** PROVIDED PASSAGE **
There was no manure in Yvernelle or the "Outward and Visible Signs" stories, nor did its characters wallow like brutes in the filth. Norris was now making selections from the French menu as well as the Anglo-American.
When Norris returned to San Francisco that summer, he was preparing a collection of his short stories for Coryell & Co. of New York and continuing to write the Zolaesque McTeague and Vandover. He also devised a plan to accelerate his progress as a professional author, following the example of the immensely successful travel writer, Richard Harding Davis. He would visit South Africa, trek northward to Egypt, and sail back to America via the Strait of Gibraltar—writing local color articles along the way. He departed from San Francisco on 28 October 1895, and, before he dispatched one word to the newspaper with which he had an arrangement, the San Francisco Chronicle, he was in the limelight. Or, rather, he was sharing it with the ubiquitous Gertrude who granted interviews with journalists regarding her son's mysterious disappearance between England and South Africa. The devoted, distraught mother; the favorite son with an unpredictable artistic temperament: it was a journalist's dream.
The delay in cabling his mother from South Africa was related to an extraordinary coincidence. Norris was traveling with a group planning to participate in an English attempt to topple the Boer government, Cecil Rhodes's strategy for British appropriation of South African gold and diamond mines. As Norris sent the first of his essays on local conditions, the Jameson Raid occurred. Norris became involved with one of the conspirators, San Franciscan mining engineer John Hays Hammond; served as a messenger in a British uniform; and was incarcerated and deported on the coup's failure. Perhaps, then, there was more of B. F. in him than he suspected: he was certainly behaving like the "real man" seen in the most virile adventure tales; he had faced death in a uniform and also on the sickbed when brought down by "African fever." He even returned to San Francisco with a snake tattoo.

** DATA UNDER STUDY **
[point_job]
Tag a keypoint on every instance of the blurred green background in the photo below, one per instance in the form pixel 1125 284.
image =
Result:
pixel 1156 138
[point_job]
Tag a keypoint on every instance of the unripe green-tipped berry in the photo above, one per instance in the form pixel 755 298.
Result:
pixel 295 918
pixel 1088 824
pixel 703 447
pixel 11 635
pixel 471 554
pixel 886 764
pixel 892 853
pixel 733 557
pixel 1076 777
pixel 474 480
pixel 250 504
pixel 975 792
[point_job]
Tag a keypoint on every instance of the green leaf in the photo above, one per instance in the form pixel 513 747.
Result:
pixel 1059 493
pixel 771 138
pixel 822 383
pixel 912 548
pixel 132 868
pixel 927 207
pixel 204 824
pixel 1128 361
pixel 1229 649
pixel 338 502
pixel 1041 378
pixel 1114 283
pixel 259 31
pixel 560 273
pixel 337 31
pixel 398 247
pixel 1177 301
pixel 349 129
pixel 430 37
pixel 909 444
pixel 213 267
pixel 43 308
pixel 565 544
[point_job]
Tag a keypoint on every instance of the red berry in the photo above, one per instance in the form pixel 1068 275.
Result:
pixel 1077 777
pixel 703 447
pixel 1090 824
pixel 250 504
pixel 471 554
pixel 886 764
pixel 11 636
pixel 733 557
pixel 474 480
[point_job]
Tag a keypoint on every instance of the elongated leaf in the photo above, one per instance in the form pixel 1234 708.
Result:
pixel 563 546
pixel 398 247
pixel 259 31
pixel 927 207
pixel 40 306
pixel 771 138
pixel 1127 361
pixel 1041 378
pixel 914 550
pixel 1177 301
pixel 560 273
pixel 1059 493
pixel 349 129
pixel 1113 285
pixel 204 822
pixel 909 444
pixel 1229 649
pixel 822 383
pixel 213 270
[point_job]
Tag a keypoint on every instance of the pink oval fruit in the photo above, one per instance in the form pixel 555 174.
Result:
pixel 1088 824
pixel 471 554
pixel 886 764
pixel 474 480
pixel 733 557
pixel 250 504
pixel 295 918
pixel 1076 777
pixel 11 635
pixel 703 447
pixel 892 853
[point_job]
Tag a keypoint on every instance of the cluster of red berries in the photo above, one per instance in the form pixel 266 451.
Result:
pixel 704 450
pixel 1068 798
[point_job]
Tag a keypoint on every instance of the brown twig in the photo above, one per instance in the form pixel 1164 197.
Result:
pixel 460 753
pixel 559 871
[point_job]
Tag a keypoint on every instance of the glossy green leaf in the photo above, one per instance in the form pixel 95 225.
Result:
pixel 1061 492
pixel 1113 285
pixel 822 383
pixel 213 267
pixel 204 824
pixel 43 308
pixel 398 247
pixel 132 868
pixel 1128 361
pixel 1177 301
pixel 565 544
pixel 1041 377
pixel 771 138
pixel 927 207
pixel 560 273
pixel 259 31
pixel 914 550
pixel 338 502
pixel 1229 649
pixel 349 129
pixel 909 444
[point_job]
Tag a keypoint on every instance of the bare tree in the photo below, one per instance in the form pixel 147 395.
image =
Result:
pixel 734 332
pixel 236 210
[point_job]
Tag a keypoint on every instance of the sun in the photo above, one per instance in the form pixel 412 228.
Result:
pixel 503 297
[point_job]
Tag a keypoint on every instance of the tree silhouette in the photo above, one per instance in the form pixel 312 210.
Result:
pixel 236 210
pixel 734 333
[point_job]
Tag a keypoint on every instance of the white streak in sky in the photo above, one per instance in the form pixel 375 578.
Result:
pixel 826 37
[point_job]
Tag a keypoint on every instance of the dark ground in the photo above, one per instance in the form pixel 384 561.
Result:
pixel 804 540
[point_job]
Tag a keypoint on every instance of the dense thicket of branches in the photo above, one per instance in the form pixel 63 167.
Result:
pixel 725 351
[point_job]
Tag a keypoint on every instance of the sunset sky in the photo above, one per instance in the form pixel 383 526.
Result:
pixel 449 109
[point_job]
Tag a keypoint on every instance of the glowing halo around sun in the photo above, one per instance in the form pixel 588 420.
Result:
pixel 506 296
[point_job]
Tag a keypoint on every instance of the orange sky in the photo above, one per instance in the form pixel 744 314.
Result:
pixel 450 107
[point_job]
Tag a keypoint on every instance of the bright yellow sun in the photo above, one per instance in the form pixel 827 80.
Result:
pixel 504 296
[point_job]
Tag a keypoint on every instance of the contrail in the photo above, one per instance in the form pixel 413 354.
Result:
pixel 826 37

** TASK GOAL **
In the passage about Norris, on what date did he depart from San Francisco for South Africa?

** RESPONSE AREA **
28 October 1895